SHORT EXERCISE 1
According to the blog post, what did the writer want to eat while in bed with a cold?
SHORT EXERCISE 2
Shorten the paragraph of the blog post that begins "The weather was a crazy 35 degrees" and keep its main facts.
SHORT EXERCISE 3
Update the blog post from "It had been" to "delight. yum yum.", inclusive, replacing "fruit punch" with "lemonade".

Monday, March 23, 2009

Art Break

I spent most of last week bed bound with a heavy cold. All I wanted to eat was tomato soup and toast. I felt like I'd been punched in the nose. My brain was too tired and blocked to write so I consoled myself with the Satanic Verses. Gibreel and Saladin's adventures were keeping me happily soothed in the half hour between the tome and my pillow, and I thought Salman Rushdie's most labarynthine work would be nice company for the end of the tome.
alas no. in a fug of sudafed and paracetamol, I consumed it all, then returned to the computer screen for a feverish read of the e-book version of Kant's critique of judgement.

It had been a hard week

On saturday, I decided to feed my eyeballs and, and so i staggered up to brunswick bound for a tea-party launch of Jessie Willow-Tucker's tea drawings.
The weather was a crazy 35 degrees, and I had airplane ankles from lying around all week, so I panted and sweated, scuttling along my now familiar shaded maze of bluestone alleyways. Refused tea, and sipped fruit punch, and eyed the cupcakes. (btw what's this weird deal with hettie girls and cupcakes - some kind of pseudo ironic stepford wives thing?)

not that Brunswick Bound was a hettie girl kind of cupcake fest - more like a generally delicious arty sugar fiend delight. yum yum.

[Excerpt from a dataset]
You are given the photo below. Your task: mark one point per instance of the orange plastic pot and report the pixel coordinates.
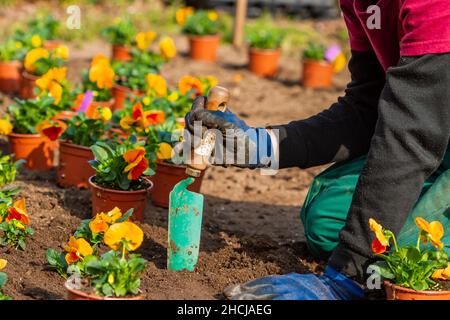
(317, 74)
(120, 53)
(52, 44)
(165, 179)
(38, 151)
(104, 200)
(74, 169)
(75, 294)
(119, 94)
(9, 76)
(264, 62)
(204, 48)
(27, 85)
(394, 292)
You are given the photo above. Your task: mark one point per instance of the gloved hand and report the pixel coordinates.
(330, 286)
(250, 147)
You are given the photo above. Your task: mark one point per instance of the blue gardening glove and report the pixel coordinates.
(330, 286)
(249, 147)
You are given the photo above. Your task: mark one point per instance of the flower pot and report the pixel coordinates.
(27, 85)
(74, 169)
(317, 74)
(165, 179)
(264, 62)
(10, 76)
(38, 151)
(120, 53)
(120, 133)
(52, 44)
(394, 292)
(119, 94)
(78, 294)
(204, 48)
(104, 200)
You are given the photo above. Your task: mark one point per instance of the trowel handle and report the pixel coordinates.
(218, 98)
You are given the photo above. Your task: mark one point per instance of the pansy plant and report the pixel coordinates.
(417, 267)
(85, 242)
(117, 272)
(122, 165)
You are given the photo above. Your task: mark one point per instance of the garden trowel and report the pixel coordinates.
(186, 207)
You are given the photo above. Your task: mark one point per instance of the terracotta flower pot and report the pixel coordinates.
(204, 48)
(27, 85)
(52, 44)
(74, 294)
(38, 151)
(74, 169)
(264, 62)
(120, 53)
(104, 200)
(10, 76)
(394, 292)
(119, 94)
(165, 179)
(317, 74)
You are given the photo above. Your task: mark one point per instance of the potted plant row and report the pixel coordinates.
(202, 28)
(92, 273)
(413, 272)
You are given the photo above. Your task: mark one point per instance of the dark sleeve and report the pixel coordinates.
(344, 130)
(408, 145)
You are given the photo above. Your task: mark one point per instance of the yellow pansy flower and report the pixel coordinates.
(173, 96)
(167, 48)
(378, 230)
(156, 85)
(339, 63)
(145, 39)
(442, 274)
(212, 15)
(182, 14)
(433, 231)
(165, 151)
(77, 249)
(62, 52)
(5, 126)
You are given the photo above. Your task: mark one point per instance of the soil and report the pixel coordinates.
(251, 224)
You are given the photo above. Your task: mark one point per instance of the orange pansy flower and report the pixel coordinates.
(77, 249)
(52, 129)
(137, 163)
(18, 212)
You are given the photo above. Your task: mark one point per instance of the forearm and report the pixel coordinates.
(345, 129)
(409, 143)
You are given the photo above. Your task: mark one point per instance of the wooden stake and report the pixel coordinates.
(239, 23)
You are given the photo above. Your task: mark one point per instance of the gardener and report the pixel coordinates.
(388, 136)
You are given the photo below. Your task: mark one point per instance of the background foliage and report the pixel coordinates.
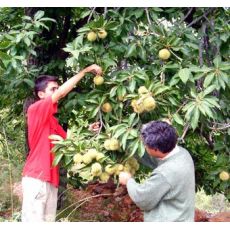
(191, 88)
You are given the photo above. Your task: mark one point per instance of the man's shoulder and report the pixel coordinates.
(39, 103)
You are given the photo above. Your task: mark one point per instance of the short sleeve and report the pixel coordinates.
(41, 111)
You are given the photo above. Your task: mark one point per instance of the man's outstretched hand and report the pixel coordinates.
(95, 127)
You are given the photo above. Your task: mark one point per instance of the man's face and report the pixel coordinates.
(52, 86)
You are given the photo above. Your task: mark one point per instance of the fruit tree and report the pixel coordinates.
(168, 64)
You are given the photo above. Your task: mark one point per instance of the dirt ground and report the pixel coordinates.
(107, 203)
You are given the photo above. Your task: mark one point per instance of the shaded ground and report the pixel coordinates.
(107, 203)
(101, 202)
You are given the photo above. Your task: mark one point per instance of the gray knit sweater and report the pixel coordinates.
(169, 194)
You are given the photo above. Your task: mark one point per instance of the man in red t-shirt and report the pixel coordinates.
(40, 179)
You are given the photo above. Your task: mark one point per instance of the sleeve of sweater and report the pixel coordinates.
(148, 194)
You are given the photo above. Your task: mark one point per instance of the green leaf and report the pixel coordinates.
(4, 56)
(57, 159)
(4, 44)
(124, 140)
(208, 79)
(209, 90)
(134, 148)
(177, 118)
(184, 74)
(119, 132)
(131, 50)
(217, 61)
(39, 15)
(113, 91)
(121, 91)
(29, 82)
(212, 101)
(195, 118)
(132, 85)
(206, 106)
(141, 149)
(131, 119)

FULL RESPONSE 1
Tomato soup and toast.

FULL RESPONSE 2
In 35-degree heat and with swollen ankles from a week in bed, the writer panted and sweated through a shaded maze of bluestone alleyways, then declined tea, sipped fruit punch, and eyed the cupcakes, wondering about the link between hettie girls and cupcakes.

FULL RESPONSE 3
It had been a hard week

On saturday, I decided to feed my eyeballs and, and so i staggered up to brunswick bound for a tea-party launch of Jessie Willow-Tucker's tea drawings.
The weather was a crazy 35 degrees, and I had airplane ankles from lying around all week, so I panted and sweated, scuttling along my now familiar shaded maze of bluestone alleyways. Refused tea, and sipped lemonade, and eyed the cupcakes. (btw what's this weird deal with hettie girls and cupcakes - some kind of pseudo ironic stepford wives thing?)

not that Brunswick Bound was a hettie girl kind of cupcake fest - more like a generally delicious arty sugar fiend delight. yum yum.